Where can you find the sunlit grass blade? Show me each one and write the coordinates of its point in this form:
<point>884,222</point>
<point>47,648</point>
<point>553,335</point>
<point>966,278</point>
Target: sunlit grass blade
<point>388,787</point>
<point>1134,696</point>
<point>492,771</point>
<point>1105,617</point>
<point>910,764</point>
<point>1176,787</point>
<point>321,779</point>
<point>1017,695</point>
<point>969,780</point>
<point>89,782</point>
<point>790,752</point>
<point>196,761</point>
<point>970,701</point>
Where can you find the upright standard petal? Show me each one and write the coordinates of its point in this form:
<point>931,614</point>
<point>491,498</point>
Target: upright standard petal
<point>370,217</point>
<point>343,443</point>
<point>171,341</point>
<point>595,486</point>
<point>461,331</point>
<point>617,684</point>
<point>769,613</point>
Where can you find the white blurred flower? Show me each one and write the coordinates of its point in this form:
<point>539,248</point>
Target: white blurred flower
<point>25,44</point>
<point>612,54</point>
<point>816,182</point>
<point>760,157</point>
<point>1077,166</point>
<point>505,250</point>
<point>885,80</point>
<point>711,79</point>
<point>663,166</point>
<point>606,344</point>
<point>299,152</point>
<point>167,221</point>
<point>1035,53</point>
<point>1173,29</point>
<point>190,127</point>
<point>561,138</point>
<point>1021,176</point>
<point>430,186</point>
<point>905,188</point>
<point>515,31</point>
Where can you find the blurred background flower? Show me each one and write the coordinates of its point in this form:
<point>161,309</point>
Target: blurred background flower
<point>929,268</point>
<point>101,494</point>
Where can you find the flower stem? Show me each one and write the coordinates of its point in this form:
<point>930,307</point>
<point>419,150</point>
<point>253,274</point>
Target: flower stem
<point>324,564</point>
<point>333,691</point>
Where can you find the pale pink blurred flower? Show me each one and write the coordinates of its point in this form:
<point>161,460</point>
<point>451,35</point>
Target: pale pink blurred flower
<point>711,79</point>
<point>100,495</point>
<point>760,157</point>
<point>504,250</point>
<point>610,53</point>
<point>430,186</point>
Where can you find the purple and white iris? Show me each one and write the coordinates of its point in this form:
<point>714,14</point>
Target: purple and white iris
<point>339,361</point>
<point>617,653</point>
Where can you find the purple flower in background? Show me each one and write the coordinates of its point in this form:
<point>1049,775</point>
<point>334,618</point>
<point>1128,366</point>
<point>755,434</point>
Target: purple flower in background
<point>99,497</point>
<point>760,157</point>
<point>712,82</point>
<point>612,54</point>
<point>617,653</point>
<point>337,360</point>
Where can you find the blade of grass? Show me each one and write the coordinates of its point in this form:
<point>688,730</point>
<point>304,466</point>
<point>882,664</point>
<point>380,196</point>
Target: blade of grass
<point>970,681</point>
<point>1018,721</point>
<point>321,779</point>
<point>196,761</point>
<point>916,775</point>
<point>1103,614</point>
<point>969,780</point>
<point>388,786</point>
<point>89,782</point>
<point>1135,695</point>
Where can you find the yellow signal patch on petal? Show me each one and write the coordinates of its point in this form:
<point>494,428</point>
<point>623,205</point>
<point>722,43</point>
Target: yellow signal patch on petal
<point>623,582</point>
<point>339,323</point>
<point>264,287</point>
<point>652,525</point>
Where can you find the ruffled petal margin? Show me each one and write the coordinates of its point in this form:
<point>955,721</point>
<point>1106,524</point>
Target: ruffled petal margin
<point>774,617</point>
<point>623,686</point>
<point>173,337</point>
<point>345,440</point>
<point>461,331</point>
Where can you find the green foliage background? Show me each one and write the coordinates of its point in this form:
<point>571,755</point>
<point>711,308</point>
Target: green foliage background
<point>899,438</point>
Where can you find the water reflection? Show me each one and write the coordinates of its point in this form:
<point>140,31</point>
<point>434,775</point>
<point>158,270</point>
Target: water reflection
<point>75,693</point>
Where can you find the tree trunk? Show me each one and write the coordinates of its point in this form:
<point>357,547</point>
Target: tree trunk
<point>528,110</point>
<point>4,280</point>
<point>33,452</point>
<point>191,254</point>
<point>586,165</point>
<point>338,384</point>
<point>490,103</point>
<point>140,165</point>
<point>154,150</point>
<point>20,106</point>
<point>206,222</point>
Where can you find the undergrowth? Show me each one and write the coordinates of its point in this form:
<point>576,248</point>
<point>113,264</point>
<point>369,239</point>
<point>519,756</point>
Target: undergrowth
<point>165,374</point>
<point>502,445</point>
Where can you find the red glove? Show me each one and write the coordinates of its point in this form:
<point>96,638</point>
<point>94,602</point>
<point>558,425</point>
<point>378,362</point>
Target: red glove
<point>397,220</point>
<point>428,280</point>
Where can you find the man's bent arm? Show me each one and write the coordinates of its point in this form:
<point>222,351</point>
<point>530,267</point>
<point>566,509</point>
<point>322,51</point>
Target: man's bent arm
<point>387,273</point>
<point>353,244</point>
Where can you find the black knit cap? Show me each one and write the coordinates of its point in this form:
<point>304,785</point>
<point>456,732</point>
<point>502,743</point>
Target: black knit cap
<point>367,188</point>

### What is asked:
Please format the records above as a numbered list, with each line on its own and blank lines left out.

### Result for this exercise:
1. Where can you find the sunlit grass blade? Show me each one and write the coordinates of its point in this form:
2. <point>884,222</point>
3. <point>47,648</point>
4. <point>553,335</point>
5. <point>966,278</point>
6. Target: sunlit grass blade
7. <point>388,787</point>
8. <point>1134,696</point>
9. <point>492,771</point>
10. <point>1105,617</point>
11. <point>910,764</point>
12. <point>1176,787</point>
13. <point>321,779</point>
14. <point>1017,695</point>
15. <point>969,780</point>
16. <point>89,782</point>
17. <point>790,752</point>
18. <point>196,761</point>
19. <point>970,701</point>
20. Where can you find the upright standard petal? Show me each one and write the coordinates of its point in this form:
21. <point>931,614</point>
22. <point>491,498</point>
23. Target: upright standard petal
24. <point>370,217</point>
25. <point>343,443</point>
26. <point>171,341</point>
27. <point>595,486</point>
28. <point>461,331</point>
29. <point>617,684</point>
30. <point>769,613</point>
31. Where can you find the white blurred flower? Show me each one and write the coordinates of its point in this form:
32. <point>539,248</point>
33. Target: white blurred flower
34. <point>25,44</point>
35. <point>612,54</point>
36. <point>816,182</point>
37. <point>760,157</point>
38. <point>1077,166</point>
39. <point>505,250</point>
40. <point>885,80</point>
41. <point>711,79</point>
42. <point>663,166</point>
43. <point>606,344</point>
44. <point>299,152</point>
45. <point>167,221</point>
46. <point>1035,53</point>
47. <point>1173,29</point>
48. <point>190,127</point>
49. <point>561,138</point>
50. <point>1021,176</point>
51. <point>430,186</point>
52. <point>905,188</point>
53. <point>515,31</point>
54. Where can you find the blurred background flower? Show me each one and write the coordinates of its point in this form:
55. <point>161,309</point>
56. Target: blurred background flower
57. <point>929,268</point>
58. <point>101,494</point>
59. Where can you find the flower stem? Show me each one and write the coordinates of its point in this form:
60. <point>930,307</point>
61. <point>419,150</point>
62. <point>253,274</point>
63. Target: flower stem
64. <point>324,564</point>
65. <point>333,691</point>
66. Where can you find the pale pink blurred flower? Show me each one and write the coordinates of its point in this form:
67. <point>161,460</point>
68. <point>451,35</point>
69. Target: pale pink blurred flower
70. <point>711,79</point>
71. <point>100,495</point>
72. <point>760,157</point>
73. <point>504,250</point>
74. <point>610,53</point>
75. <point>430,186</point>
76. Where can you find the purple and white iris? Show me each one and write the coordinates of its point in this form:
77. <point>714,14</point>
78. Target: purple and white iris
79. <point>339,361</point>
80. <point>617,653</point>
81. Where can you find the purple flower in background? Show me each one and write the coordinates of its point in this form:
82. <point>1049,775</point>
83. <point>334,618</point>
84. <point>1128,366</point>
85. <point>755,434</point>
86. Target: purple flower in background
87. <point>99,497</point>
88. <point>760,157</point>
89. <point>712,82</point>
90. <point>612,54</point>
91. <point>617,653</point>
92. <point>337,360</point>
93. Where can you find the blade of grass? Show me each one and write the coordinates of its point in this form:
94. <point>688,730</point>
95. <point>304,466</point>
96. <point>882,664</point>
97. <point>380,196</point>
98. Target: blade of grass
99. <point>970,681</point>
100. <point>1018,721</point>
101. <point>321,779</point>
102. <point>196,761</point>
103. <point>916,775</point>
104. <point>1103,614</point>
105. <point>969,780</point>
106. <point>388,786</point>
107. <point>89,782</point>
108. <point>1135,695</point>
109. Where can you find the yellow signal patch on petal? Show me each one and write the coordinates of its point in this form:
110. <point>494,428</point>
111. <point>623,205</point>
112. <point>722,43</point>
113. Target: yellow signal patch on petal
114. <point>623,582</point>
115. <point>339,323</point>
116. <point>264,287</point>
117. <point>652,525</point>
118. Where can you find the ruffled petal margin? Show me each one and write the coordinates of its point in this form:
119. <point>955,721</point>
120. <point>1106,524</point>
121. Target: ruffled petal margin
122. <point>774,617</point>
123. <point>623,686</point>
124. <point>173,337</point>
125. <point>345,440</point>
126. <point>461,331</point>
127. Where can you find the green foliage background? Show me each one and write the coordinates of its point in this form:
128. <point>571,755</point>
129. <point>711,308</point>
130. Target: green foliage background
131. <point>899,438</point>
132. Where can you find the water reflection? Show me each one and write the coordinates of its point in this form:
133. <point>140,31</point>
134. <point>434,775</point>
135. <point>158,270</point>
136. Target: water reflection
137. <point>75,693</point>
138. Where can you find the tree trunk? Show me each one and write the coordinates of its point in this form:
139. <point>357,547</point>
140. Target: tree trunk
141. <point>528,110</point>
142. <point>4,280</point>
143. <point>33,452</point>
144. <point>191,254</point>
145. <point>586,165</point>
146. <point>338,384</point>
147. <point>490,103</point>
148. <point>140,165</point>
149. <point>154,150</point>
150. <point>20,106</point>
151. <point>206,222</point>
152. Where can you find the undergrowth? Show me each one and write the coordinates of its point in this form:
153. <point>576,248</point>
154. <point>113,264</point>
155. <point>369,239</point>
156. <point>519,756</point>
157. Target: undergrowth
158. <point>165,374</point>
159. <point>502,445</point>
160. Where can you find the red glove? Show me each one and write the coordinates of its point in this form:
161. <point>96,638</point>
162. <point>94,602</point>
163. <point>558,425</point>
164. <point>378,362</point>
165. Target: red glove
166. <point>397,220</point>
167. <point>428,280</point>
168. Where can you find the man's bent arm? Show me each one and write the coordinates of its point in this form:
169. <point>222,351</point>
170. <point>530,267</point>
171. <point>566,509</point>
172. <point>322,51</point>
173. Target: man's bent arm
174. <point>387,273</point>
175. <point>353,244</point>
176. Where can you find the black knit cap? Show me each one and write the coordinates of its point in this form:
177. <point>304,785</point>
178. <point>456,732</point>
179. <point>502,743</point>
180. Target: black knit cap
181. <point>367,188</point>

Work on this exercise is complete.